• WHAT IS EXPECTED: Each record beneath this sentence is to be transcribed exactly as it reads.

[MATERIAL SUPPLIED Boundary: Start]

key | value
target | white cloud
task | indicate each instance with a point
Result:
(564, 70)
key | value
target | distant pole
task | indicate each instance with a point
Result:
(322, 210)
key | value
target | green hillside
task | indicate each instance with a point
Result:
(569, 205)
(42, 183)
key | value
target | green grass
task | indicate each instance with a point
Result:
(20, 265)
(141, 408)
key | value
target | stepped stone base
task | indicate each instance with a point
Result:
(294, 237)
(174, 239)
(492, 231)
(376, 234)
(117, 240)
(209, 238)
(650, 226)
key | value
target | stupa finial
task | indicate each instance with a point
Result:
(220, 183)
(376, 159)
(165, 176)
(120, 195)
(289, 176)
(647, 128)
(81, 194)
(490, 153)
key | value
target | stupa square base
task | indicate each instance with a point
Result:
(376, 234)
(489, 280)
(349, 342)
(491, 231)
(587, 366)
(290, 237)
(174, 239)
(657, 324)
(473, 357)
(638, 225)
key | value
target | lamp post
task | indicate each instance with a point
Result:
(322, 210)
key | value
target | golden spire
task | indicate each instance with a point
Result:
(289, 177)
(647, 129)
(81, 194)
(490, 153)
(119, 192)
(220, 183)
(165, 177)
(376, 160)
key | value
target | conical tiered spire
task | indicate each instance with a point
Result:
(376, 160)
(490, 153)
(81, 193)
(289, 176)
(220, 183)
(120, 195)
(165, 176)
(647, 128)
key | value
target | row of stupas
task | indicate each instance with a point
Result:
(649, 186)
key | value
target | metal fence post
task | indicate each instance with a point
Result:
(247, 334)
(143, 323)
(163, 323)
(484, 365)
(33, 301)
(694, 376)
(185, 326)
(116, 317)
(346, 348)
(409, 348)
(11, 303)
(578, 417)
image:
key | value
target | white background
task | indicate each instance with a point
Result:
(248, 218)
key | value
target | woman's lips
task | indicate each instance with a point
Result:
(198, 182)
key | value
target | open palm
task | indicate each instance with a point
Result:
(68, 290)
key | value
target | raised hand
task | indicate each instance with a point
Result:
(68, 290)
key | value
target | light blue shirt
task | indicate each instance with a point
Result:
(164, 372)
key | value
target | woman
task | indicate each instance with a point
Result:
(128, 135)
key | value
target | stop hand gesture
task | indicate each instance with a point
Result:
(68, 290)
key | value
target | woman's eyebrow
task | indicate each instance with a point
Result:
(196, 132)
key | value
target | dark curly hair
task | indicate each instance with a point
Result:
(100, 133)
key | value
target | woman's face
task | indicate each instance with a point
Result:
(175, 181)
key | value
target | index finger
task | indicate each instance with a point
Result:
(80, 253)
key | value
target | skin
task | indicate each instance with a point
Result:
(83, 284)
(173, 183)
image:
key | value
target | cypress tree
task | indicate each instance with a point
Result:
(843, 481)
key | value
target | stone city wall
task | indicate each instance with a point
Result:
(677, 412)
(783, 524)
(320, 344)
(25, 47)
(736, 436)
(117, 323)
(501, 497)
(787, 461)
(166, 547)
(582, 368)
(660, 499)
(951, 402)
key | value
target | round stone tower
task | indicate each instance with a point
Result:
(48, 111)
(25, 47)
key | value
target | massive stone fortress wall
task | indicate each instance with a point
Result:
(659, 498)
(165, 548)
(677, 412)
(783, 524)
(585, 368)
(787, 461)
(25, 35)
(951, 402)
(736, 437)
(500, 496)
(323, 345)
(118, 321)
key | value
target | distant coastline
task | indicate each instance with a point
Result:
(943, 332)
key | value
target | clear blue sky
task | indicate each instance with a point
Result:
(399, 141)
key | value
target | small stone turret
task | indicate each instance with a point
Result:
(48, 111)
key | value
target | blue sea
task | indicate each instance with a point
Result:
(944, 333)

[MATERIAL SUPPLIED Boundary: End]

• TASK ANSWER:
key | value
target | white cloud
task | indicate each instance with a point
Result:
(564, 70)
key | value
target | distant pole
task | indicate each instance with a point
Result:
(322, 210)
key | value
target | green hillside
task | indicate each instance with a point
Result:
(569, 205)
(42, 183)
key | value
target | green grass
task | indicate each instance with a point
Result:
(20, 265)
(141, 408)
key | value
target | stepped stone base
task | indicate each instance with a point
Result:
(294, 237)
(174, 239)
(492, 231)
(376, 234)
(117, 240)
(209, 238)
(650, 226)
key | value
target | stupa finial
task | indicate each instance with a point
Result:
(220, 183)
(376, 159)
(165, 176)
(120, 195)
(289, 176)
(647, 128)
(81, 194)
(490, 153)
key | value
target | stupa square base
task | indicate each instance with a point
Result:
(376, 234)
(489, 280)
(349, 342)
(491, 231)
(587, 366)
(290, 237)
(174, 239)
(657, 324)
(473, 357)
(638, 225)
key | value
target | lamp post
task | indicate each instance with a point
Result:
(322, 210)
key | value
target | golden spire
task | indicate each instance with a point
Result:
(289, 177)
(647, 129)
(81, 194)
(490, 153)
(119, 192)
(220, 183)
(165, 177)
(376, 160)
key | value
target | conical tiered spire
task | indicate each instance with a point
Result:
(376, 160)
(490, 153)
(81, 193)
(289, 176)
(220, 183)
(120, 195)
(165, 176)
(647, 128)
key | value
target | row of stupas
task | indicate each instance with a point
Result:
(649, 186)
key | value
target | metal fence post
task | indicate each instance with a point
Result:
(247, 334)
(143, 323)
(163, 323)
(484, 365)
(33, 301)
(694, 376)
(185, 326)
(116, 317)
(346, 348)
(409, 348)
(11, 303)
(578, 417)
image:
key | value
target | white background
task | indicate each instance with a point
Result:
(248, 218)
key | value
target | woman's lips
task | indicate each instance with a point
Result:
(198, 182)
key | value
target | open palm
task | indicate each instance with a point
Result:
(68, 290)
key | value
target | raised hand
task | indicate each instance with a point
Result:
(68, 290)
key | value
target | light blue shirt
task | indicate each instance with a point
Result:
(164, 372)
key | value
target | woman
task | indicate each instance with a point
Result:
(128, 135)
key | value
target | stop hand gesture
task | indicate each instance with a point
Result:
(68, 290)
key | value
target | woman's eyebrow
task | indicate each instance with a point
Result:
(196, 132)
key | value
target | dark curly hair
task | indicate each instance with a point
Result:
(100, 133)
key | value
target | woman's face
task | indicate each instance with a point
Result:
(175, 181)
key | value
target | index finger
task | indicate each instance with a point
Result:
(80, 253)
key | value
target | skin
task | indicate each instance with a point
Result:
(83, 284)
(173, 183)
image:
key | value
target | cypress tree
task | indicate each instance with a point
Result:
(843, 481)
key | value
target | stone city wall
task | indicate each instance with a point
Result:
(677, 412)
(783, 524)
(320, 344)
(25, 47)
(736, 436)
(117, 323)
(501, 497)
(787, 461)
(166, 547)
(582, 368)
(660, 499)
(951, 402)
key | value
target | round stone tower
task | indicate each instance with a point
Result:
(48, 111)
(25, 47)
key | value
target | massive stone fortress wall
task | indicate each instance with a point
Result:
(659, 498)
(165, 548)
(677, 412)
(783, 524)
(585, 368)
(787, 461)
(25, 35)
(951, 402)
(736, 437)
(500, 496)
(323, 345)
(118, 321)
key | value
target | distant coastline
task | indicate each instance with a point
Result:
(943, 332)
key | value
target | clear blue sky
task | indicate each instance with a point
Result:
(399, 141)
key | value
target | small stone turret
task | indicate each instance with a point
Result:
(48, 111)
key | value
target | blue sea
task | indicate each instance with a point
Result:
(944, 333)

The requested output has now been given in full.